## Brief
Only those lines running from the line that contains "The service MUST return one point per instance of the blurred" through the end of the material are to be written out, each exactly as shown.

*** Entries

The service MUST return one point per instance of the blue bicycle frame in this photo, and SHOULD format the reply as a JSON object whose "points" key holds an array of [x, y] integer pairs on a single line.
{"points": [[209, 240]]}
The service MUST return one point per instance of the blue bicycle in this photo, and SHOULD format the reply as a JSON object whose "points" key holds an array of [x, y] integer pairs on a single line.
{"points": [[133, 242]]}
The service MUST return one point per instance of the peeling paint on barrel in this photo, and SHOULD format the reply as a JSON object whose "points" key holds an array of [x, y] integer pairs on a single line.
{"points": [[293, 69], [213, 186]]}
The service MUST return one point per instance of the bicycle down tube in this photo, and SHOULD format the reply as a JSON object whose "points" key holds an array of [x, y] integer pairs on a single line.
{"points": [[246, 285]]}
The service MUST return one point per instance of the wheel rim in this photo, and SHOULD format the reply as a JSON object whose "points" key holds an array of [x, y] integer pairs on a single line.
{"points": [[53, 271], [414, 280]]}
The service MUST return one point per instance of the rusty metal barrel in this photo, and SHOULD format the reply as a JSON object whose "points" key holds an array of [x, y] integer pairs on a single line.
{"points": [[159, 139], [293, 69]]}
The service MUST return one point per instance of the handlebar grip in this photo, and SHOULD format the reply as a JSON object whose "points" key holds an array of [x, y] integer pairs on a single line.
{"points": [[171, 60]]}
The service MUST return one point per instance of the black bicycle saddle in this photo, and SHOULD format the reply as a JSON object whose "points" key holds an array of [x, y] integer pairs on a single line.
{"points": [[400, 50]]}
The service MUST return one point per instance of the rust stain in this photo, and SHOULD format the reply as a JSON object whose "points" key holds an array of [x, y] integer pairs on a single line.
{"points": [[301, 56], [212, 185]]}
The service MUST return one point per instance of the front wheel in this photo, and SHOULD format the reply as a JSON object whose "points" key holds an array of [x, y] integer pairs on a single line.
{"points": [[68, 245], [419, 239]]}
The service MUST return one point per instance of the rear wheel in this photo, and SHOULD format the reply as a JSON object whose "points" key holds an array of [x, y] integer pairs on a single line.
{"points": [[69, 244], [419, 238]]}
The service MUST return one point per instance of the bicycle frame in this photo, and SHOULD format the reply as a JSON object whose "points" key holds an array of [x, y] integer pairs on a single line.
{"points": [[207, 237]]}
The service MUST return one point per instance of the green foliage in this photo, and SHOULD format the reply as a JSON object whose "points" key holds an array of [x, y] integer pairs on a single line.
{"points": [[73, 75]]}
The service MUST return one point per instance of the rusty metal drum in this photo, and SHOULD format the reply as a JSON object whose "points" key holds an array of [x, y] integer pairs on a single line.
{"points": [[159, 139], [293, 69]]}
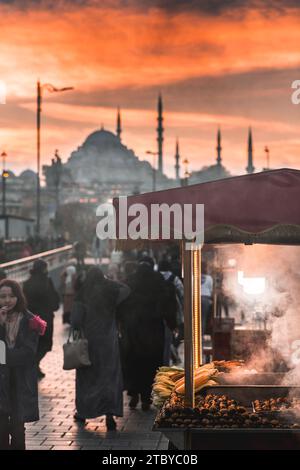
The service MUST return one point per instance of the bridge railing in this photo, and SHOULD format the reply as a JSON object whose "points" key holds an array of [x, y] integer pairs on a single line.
{"points": [[19, 270]]}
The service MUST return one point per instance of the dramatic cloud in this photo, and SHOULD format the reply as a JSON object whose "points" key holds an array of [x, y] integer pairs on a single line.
{"points": [[229, 63]]}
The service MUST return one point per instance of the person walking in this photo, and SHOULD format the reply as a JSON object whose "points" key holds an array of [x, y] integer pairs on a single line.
{"points": [[174, 337], [19, 336], [68, 279], [99, 387], [206, 297], [42, 299], [142, 319]]}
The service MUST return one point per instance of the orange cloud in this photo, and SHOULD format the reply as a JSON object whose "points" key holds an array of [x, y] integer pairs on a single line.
{"points": [[94, 48]]}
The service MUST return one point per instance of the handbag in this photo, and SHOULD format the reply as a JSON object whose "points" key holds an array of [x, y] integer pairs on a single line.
{"points": [[76, 353]]}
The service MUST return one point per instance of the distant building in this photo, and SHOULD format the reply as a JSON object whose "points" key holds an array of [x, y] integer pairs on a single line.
{"points": [[212, 172], [103, 163], [14, 227]]}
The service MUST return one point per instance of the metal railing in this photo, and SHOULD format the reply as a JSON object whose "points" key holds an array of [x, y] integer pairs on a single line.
{"points": [[19, 269]]}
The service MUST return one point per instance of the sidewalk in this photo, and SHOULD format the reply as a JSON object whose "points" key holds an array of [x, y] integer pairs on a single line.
{"points": [[56, 429]]}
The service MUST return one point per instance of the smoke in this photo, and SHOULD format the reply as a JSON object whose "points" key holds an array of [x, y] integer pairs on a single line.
{"points": [[274, 314]]}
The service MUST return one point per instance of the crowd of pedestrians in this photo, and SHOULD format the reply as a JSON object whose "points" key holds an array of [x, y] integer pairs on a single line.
{"points": [[132, 325]]}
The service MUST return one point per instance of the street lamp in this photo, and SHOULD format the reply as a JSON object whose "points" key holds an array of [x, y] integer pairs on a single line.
{"points": [[149, 152], [5, 175], [51, 89], [187, 174]]}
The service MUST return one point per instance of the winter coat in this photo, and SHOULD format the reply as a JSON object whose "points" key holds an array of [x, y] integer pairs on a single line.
{"points": [[18, 377], [99, 388], [43, 300], [143, 318]]}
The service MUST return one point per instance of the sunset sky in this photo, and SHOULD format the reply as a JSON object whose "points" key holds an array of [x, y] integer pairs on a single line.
{"points": [[229, 63]]}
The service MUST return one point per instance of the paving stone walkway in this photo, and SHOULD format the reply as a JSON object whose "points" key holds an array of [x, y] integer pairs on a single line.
{"points": [[56, 429]]}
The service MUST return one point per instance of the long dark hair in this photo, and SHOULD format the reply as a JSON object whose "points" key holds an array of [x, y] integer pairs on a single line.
{"points": [[17, 291]]}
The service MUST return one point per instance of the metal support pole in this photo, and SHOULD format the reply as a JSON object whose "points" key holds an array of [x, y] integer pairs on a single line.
{"points": [[38, 189], [3, 194], [189, 397]]}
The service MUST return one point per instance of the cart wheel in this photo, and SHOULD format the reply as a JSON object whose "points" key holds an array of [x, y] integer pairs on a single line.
{"points": [[171, 446]]}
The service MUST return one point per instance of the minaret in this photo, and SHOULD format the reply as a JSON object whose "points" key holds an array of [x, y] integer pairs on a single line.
{"points": [[160, 132], [177, 158], [219, 148], [250, 168], [119, 128]]}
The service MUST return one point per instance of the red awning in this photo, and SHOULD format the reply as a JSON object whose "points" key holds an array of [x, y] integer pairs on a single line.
{"points": [[258, 208]]}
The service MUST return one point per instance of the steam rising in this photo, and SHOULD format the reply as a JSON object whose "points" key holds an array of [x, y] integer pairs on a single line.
{"points": [[262, 283]]}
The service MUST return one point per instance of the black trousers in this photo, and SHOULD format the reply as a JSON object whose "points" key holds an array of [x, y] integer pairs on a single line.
{"points": [[12, 433]]}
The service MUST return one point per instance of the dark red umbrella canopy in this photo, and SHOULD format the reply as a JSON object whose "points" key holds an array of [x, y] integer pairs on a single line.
{"points": [[262, 207]]}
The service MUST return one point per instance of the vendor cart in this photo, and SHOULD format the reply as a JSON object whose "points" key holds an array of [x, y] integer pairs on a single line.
{"points": [[259, 208]]}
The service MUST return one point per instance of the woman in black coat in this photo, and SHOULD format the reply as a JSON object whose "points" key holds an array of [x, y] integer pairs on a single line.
{"points": [[142, 320], [19, 334], [42, 300], [99, 387]]}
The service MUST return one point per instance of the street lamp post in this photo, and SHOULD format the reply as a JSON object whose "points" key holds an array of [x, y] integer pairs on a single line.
{"points": [[5, 175], [187, 174], [149, 152], [51, 89]]}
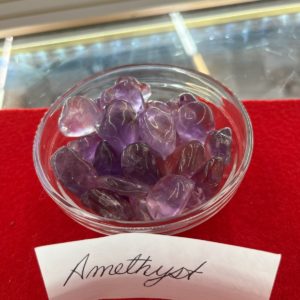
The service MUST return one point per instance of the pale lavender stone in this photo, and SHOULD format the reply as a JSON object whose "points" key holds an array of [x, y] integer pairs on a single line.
{"points": [[144, 88], [219, 142], [139, 209], [157, 129], [119, 125], [74, 173], [78, 117], [194, 120], [139, 161], [106, 161], [197, 198], [169, 196], [212, 173], [86, 146], [107, 204], [192, 159], [122, 186], [125, 89]]}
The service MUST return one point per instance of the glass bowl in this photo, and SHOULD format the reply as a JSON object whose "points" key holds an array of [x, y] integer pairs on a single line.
{"points": [[166, 82]]}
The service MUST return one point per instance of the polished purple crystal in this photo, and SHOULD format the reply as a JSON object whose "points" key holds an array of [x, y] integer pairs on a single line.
{"points": [[78, 117], [119, 125], [86, 146], [197, 199], [192, 158], [194, 120], [74, 173], [157, 129], [122, 186], [169, 196], [106, 161], [219, 142], [107, 204], [139, 161], [139, 209], [127, 89]]}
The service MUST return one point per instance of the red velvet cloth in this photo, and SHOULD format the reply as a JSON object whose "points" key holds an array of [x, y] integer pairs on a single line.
{"points": [[264, 214]]}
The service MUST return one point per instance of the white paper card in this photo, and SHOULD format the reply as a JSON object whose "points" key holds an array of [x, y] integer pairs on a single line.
{"points": [[137, 265]]}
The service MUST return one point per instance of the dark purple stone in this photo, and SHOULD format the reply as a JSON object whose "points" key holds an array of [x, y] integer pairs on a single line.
{"points": [[169, 196], [74, 173], [119, 126], [139, 209], [106, 161], [194, 120], [78, 117], [157, 129], [122, 186], [86, 146], [139, 161], [107, 204], [219, 142], [197, 198]]}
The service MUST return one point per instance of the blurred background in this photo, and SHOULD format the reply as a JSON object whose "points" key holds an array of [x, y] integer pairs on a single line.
{"points": [[253, 47]]}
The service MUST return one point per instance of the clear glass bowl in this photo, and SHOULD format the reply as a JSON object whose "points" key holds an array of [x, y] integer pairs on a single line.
{"points": [[166, 82]]}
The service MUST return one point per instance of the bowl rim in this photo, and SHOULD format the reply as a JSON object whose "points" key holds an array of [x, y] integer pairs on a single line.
{"points": [[229, 185]]}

******

## Complete answer
The service MUST return one point per instance of the blurred background in this photo, and SHOULD format the reply as a JSON object whose "points" key holds an array of [x, y] integer pairs on a single line.
{"points": [[253, 47]]}
The service MUST return one point per instance of the clear glass bowl in this photo, and SHOULD format the reply as a JSON object whose "points" key holds an array of [x, y] integer pairs on a single line.
{"points": [[166, 82]]}
The service MUST return one point per instance of the bowl rim in this photo, and SHOULD format the reply as a JSON object whose "points" key holds an array of [x, y] integer pairs on a single line.
{"points": [[229, 185]]}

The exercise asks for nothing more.